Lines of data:
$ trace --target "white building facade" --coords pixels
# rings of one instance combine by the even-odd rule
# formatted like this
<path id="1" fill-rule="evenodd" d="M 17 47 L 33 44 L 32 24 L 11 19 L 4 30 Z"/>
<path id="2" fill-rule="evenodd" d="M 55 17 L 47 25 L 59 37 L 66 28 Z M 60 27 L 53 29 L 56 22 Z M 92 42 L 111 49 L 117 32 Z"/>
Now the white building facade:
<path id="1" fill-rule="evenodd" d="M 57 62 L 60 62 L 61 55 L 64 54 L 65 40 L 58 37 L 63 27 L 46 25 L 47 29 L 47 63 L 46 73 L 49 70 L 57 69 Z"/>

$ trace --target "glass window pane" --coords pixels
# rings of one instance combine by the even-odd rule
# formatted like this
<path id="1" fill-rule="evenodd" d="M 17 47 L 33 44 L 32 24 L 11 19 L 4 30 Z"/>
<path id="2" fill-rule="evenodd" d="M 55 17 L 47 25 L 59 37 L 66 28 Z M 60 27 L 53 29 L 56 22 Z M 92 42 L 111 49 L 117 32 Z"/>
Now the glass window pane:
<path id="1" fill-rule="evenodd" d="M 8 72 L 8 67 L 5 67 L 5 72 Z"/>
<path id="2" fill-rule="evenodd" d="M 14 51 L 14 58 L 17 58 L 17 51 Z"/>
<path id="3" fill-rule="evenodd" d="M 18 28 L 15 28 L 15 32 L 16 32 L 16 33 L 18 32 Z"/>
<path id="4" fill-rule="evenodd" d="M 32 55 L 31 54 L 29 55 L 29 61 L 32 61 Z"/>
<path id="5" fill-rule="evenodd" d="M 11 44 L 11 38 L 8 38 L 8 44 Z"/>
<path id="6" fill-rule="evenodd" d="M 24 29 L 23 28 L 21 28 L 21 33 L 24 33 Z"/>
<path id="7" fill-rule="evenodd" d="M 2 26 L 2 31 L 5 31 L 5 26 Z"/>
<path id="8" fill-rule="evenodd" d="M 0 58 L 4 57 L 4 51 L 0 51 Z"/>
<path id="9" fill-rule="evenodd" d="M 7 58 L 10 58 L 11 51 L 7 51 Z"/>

* * *

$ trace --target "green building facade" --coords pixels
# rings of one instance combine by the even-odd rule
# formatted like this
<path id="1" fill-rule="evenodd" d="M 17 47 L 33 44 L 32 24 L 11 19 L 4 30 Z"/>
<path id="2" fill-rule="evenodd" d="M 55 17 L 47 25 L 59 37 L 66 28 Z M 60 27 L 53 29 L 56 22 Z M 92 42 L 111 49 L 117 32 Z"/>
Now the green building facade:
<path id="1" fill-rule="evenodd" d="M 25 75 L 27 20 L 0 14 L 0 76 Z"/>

• GIVEN INSTRUCTION
Identify and copy every line of the items above that contains the word "coords". Case counts.

• RESULT BELOW
$ trace --target "white building facade" --coords pixels
$ trace --target "glass window pane" --coords pixels
$ trace --target "green building facade" --coords pixels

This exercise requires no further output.